EXTRACT PROVIDED:
=-=-=

A Kind of Greed: An Interview with Jackie Thomas-Kennedy

On May 16th at our Literary Debutante Ball, One Story will be celebrating seven of our authors who have recently published or will soon publish their debut books. In the weeks leading up to the Ball, we’ll be introducing our Debs through a series of interviews.

Today we’re talking to Jackie Thomas-Kennedy, author of One Story Issue #276, “Extinction,” and the novel The Other Wife (Riverhead).

The Other Wife is a meditative, quietly charged novel that traces the interior life of Susan “Zuzu” Braeburn, a biracial woman nearing forty who has built a seemingly ideal life with her wife, Agnes, and their beloved son. Despite this, Zuzu is haunted by past decisions—suspended between the safety of her present and the haunting “what-ifs” of her past. When a sudden loss pulls Zuzu back to her hometown, she finds herself reckoning with the choices that have shaped her: pursuing law over art, marrying Agnes while never fully resolving her complex feelings for her college friend Cash, and choosing her white mother over her Black father in childhood. With a restrained lyricism, Thomas-Kennedy captures the ache of lives half-lived and the strange intimacy of old wounds, crafting a story of quiet devastation and unspoken hope.

—Alina Lin Halliburton

Alina Lin Halliburton: Where were you when you found out The Other Wife was going to be published? How did you celebrate?

Jackie Thomas-Kennedy: At home, at the same table where I’d been frantically working on edits before my agent submitted the novel. I celebrated by rejoicing with my family and buying a healthy stack of new books.

ALH: The Other Wife explores marriage, reinvention, desire, loss, and longing with remarkable emotional precision and a searing, complicated tension. How did you approach building suspense in a narrative so deeply rooted in interiority and the quiet complexities of one’s day-to-day? 

JTK: At one point in the novel Zuzu is looking for someone—literally checking inside closets and under furniture—but there is a certain door she refuses to open. This wasn’t intentionally metaphorical, but I find that suspense lies partly in understanding what your characters are afraid to see and afraid to acknowledge.

=-=-=

EXERCISE REQUIREMENTS:
Duplicate the interview with Jackie Thomas-Kennedy above word for word, from its title through its final line.

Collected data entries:
=-=-=

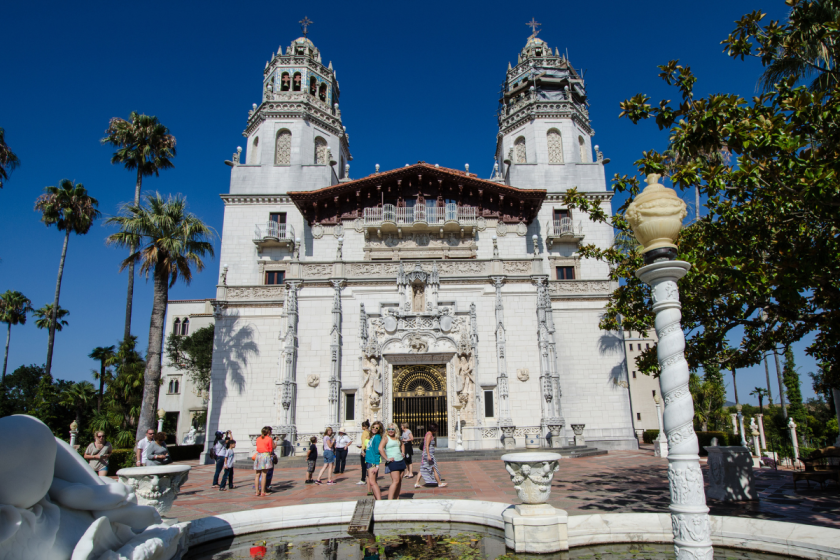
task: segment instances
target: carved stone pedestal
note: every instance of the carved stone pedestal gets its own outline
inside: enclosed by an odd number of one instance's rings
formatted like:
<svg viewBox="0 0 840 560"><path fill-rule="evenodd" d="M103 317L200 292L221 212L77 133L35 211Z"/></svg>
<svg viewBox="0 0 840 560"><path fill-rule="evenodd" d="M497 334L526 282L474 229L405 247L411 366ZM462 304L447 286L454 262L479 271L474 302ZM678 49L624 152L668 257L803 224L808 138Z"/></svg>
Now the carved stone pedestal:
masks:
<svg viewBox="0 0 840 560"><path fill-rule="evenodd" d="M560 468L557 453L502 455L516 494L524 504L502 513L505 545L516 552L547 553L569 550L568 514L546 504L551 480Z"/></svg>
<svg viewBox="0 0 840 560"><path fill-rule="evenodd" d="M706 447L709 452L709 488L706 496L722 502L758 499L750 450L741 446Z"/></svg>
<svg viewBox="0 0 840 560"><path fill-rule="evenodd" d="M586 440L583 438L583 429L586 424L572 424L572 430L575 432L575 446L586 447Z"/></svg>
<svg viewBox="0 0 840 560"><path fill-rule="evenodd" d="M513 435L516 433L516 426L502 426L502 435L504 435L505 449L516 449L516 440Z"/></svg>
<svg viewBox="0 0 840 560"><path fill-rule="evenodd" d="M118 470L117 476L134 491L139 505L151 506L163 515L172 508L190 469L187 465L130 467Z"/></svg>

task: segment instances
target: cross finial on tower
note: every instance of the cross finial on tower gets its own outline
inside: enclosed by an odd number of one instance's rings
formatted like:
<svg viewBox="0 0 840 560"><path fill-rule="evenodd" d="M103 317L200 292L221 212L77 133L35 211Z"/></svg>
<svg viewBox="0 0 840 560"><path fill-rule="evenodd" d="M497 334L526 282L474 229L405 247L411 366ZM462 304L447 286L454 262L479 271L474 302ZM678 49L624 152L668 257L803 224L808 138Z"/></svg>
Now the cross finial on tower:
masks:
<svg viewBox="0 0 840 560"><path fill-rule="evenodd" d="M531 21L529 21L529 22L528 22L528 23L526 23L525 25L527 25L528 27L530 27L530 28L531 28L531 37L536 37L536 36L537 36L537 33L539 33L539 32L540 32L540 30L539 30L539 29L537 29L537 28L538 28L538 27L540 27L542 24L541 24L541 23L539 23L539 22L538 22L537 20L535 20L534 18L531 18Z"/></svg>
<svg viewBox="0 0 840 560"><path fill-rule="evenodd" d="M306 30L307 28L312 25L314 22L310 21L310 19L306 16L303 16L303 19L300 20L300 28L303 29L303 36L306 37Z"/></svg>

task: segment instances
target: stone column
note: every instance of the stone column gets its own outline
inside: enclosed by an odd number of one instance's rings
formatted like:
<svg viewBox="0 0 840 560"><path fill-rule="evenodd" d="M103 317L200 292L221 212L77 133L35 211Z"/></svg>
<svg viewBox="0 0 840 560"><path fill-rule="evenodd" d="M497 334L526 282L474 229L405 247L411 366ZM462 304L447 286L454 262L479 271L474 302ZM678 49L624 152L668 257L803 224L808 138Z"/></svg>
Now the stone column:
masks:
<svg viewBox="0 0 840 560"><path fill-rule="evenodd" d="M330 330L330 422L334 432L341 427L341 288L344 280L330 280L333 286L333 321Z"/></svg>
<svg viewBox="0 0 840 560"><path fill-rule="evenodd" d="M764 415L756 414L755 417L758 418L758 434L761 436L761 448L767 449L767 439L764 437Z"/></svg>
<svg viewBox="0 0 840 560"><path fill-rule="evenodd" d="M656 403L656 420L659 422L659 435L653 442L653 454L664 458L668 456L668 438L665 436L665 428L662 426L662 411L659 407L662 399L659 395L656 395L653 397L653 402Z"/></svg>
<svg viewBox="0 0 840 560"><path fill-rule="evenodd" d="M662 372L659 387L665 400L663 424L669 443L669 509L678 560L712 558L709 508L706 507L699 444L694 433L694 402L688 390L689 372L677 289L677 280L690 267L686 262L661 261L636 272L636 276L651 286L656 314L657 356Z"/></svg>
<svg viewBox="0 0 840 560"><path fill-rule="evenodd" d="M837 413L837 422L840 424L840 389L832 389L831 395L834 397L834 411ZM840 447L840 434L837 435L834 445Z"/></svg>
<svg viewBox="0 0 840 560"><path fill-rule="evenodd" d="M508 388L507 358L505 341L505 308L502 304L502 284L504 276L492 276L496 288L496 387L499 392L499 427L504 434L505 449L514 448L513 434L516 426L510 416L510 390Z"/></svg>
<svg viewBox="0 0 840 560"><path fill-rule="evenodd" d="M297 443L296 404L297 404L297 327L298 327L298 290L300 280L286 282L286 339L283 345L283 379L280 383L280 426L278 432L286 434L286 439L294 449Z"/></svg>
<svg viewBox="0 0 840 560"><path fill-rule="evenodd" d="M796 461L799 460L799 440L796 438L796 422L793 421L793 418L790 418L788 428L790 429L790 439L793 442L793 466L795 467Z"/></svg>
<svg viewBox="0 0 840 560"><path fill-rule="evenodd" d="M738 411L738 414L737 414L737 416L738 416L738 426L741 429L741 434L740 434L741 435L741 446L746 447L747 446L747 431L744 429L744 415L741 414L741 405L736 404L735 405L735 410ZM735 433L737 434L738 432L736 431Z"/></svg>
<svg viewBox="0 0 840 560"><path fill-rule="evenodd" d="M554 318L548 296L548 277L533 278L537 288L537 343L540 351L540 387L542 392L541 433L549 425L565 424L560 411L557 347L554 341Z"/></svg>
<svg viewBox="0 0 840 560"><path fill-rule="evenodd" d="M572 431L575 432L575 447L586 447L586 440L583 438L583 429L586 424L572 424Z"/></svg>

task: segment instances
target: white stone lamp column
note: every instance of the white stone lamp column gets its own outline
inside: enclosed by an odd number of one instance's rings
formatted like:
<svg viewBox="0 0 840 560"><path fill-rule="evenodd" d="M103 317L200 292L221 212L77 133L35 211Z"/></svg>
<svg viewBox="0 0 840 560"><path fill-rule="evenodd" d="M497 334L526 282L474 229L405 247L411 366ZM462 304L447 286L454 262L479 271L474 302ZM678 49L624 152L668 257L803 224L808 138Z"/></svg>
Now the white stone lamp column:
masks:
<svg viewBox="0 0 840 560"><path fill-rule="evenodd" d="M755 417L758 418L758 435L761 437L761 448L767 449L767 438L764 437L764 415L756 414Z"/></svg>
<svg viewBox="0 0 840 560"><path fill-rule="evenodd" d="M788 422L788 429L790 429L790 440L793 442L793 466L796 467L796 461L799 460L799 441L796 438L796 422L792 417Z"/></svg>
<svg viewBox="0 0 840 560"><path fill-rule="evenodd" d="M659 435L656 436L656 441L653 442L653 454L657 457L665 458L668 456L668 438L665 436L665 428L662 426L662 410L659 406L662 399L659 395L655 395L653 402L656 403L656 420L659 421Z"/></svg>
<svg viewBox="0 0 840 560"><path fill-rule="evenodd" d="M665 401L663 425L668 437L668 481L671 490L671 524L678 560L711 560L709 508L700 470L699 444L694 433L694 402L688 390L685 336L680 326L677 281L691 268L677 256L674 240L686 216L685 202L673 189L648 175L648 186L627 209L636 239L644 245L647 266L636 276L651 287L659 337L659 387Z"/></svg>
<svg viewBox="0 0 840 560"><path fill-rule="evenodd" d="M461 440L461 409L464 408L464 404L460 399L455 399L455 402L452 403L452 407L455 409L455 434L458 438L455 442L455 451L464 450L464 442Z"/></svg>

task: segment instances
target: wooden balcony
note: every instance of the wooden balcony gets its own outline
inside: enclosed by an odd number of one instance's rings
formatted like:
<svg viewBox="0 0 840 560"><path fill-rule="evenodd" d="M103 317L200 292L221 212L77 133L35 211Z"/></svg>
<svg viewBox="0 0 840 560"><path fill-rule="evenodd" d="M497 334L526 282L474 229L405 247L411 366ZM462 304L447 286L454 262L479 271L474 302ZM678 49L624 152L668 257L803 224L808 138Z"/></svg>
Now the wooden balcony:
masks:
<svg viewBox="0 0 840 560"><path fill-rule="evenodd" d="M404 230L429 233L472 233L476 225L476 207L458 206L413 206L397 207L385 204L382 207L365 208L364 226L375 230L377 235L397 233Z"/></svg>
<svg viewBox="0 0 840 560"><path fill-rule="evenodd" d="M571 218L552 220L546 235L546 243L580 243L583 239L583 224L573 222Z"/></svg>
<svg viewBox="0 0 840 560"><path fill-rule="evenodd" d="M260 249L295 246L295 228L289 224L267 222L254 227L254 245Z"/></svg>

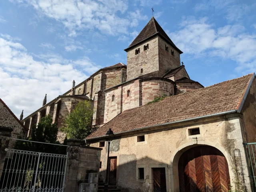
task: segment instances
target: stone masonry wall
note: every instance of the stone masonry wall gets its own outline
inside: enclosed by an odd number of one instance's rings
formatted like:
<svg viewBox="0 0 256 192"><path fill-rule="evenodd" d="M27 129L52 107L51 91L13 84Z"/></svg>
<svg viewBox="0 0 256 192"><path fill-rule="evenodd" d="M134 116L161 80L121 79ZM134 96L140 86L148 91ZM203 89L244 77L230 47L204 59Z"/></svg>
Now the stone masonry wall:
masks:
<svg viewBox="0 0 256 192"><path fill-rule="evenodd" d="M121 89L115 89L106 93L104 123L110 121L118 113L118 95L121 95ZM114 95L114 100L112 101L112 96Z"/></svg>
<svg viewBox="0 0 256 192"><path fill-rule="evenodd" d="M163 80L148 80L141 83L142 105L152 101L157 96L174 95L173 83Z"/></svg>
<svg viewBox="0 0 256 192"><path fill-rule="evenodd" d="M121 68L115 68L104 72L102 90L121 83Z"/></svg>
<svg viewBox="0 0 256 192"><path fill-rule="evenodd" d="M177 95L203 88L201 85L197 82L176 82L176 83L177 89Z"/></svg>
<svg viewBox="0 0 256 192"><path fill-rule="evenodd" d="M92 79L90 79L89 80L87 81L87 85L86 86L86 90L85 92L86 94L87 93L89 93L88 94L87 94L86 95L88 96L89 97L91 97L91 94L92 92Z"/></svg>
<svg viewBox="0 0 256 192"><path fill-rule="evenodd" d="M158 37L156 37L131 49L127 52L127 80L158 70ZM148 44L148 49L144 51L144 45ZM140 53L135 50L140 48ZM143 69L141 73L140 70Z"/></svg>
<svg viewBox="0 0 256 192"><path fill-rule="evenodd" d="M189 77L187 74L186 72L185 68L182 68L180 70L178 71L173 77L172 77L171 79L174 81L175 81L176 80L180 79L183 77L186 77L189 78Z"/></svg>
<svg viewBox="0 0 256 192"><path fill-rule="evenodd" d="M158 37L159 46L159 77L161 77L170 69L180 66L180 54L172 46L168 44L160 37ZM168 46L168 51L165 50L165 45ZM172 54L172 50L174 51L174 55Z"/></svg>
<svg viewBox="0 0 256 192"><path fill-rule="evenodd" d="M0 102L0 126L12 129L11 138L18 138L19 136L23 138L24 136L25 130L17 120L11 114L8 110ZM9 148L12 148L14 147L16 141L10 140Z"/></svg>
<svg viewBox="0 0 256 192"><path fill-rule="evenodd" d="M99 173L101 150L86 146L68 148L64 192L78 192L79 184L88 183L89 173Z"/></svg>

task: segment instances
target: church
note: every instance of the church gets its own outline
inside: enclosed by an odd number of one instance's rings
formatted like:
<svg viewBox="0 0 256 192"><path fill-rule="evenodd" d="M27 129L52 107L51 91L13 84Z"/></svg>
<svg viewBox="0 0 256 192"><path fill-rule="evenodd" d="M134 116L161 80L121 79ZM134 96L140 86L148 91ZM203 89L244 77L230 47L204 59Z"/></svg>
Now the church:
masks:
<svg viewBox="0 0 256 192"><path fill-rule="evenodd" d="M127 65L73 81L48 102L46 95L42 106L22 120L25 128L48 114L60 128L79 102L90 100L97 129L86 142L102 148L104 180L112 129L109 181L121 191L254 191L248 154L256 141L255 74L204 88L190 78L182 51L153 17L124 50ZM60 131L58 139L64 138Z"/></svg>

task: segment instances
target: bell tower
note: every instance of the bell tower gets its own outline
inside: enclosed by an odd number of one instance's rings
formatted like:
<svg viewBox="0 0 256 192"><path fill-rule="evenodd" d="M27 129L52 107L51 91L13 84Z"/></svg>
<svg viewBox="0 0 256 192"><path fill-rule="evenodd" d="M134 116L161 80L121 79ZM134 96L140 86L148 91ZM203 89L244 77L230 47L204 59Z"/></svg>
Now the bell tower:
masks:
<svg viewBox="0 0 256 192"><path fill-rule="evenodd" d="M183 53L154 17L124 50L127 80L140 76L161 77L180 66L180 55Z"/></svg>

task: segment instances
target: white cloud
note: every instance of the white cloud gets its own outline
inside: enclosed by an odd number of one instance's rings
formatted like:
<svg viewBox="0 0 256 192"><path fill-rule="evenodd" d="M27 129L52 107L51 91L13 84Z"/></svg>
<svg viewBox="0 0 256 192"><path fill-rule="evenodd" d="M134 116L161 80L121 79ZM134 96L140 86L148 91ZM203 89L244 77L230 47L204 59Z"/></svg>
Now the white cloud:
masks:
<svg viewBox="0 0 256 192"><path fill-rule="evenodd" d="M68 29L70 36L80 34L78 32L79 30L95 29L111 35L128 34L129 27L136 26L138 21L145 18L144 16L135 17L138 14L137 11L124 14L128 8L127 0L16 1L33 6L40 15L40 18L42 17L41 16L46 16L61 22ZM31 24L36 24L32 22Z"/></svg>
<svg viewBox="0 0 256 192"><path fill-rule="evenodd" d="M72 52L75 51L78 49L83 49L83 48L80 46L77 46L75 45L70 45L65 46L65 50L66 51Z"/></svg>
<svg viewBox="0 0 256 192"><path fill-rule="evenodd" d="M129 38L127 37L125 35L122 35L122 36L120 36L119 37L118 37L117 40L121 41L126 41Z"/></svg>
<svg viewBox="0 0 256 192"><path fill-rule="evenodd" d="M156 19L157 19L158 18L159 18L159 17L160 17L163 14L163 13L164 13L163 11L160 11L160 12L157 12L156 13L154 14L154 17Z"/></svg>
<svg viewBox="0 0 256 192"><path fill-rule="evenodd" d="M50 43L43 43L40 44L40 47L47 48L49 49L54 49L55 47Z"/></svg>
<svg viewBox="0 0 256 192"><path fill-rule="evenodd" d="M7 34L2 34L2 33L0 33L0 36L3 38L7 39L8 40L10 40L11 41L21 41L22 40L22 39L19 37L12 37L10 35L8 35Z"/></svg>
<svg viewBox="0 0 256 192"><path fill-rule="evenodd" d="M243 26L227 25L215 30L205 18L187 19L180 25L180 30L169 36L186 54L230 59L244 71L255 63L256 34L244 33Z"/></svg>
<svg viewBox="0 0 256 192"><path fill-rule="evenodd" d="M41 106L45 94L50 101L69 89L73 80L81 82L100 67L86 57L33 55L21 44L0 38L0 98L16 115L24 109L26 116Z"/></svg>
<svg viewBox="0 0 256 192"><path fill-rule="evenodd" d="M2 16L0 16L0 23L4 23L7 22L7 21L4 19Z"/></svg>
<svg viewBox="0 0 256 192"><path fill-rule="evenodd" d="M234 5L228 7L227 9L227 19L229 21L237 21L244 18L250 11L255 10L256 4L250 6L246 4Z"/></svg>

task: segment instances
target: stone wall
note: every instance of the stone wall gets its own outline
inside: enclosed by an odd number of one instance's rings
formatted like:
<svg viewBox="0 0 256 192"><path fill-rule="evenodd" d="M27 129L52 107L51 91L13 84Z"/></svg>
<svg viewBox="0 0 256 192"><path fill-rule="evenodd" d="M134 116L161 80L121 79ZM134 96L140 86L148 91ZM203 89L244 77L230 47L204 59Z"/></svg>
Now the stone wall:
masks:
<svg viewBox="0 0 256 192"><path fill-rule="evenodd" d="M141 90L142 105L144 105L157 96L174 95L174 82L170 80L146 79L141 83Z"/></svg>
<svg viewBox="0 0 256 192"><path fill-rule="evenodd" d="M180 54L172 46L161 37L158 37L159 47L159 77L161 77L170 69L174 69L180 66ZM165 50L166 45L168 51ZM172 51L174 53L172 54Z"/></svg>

=-=-=

RESPONSE TO THE EXERCISE:
A Kind of Greed: An Interview with Jackie Thomas-Kennedy

On May 16th at our Literary Debutante Ball, One Story will be celebrating seven of our authors who have recently published or will soon publish their debut books. In the weeks leading up to the Ball, we’ll be introducing our Debs through a series of interviews.

Today we’re talking to Jackie Thomas-Kennedy, author of One Story Issue #276, “Extinction,” and the novel The Other Wife (Riverhead).

The Other Wife is a meditative, quietly charged novel that traces the interior life of Susan “Zuzu” Braeburn, a biracial woman nearing forty who has built a seemingly ideal life with her wife, Agnes, and their beloved son. Despite this, Zuzu is haunted by past decisions—suspended between the safety of her present and the haunting “what-ifs” of her past. When a sudden loss pulls Zuzu back to her hometown, she finds herself reckoning with the choices that have shaped her: pursuing law over art, marrying Agnes while never fully resolving her complex feelings for her college friend Cash, and choosing her white mother over her Black father in childhood. With a restrained lyricism, Thomas-Kennedy captures the ache of lives half-lived and the strange intimacy of old wounds, crafting a story of quiet devastation and unspoken hope.

—Alina Lin Halliburton

Alina Lin Halliburton: Where were you when you found out The Other Wife was going to be published? How did you celebrate?

Jackie Thomas-Kennedy: At home, at the same table where I’d been frantically working on edits before my agent submitted the novel. I celebrated by rejoicing with my family and buying a healthy stack of new books.

ALH: The Other Wife explores marriage, reinvention, desire, loss, and longing with remarkable emotional precision and a searing, complicated tension. How did you approach building suspense in a narrative so deeply rooted in interiority and the quiet complexities of one’s day-to-day? 

JTK: At one point in the novel Zuzu is looking for someone—literally checking inside closets and under furniture—but there is a certain door she refuses to open. This wasn’t intentionally metaphorical, but I find that suspense lies partly in understanding what your characters are afraid to see and afraid to acknowledge.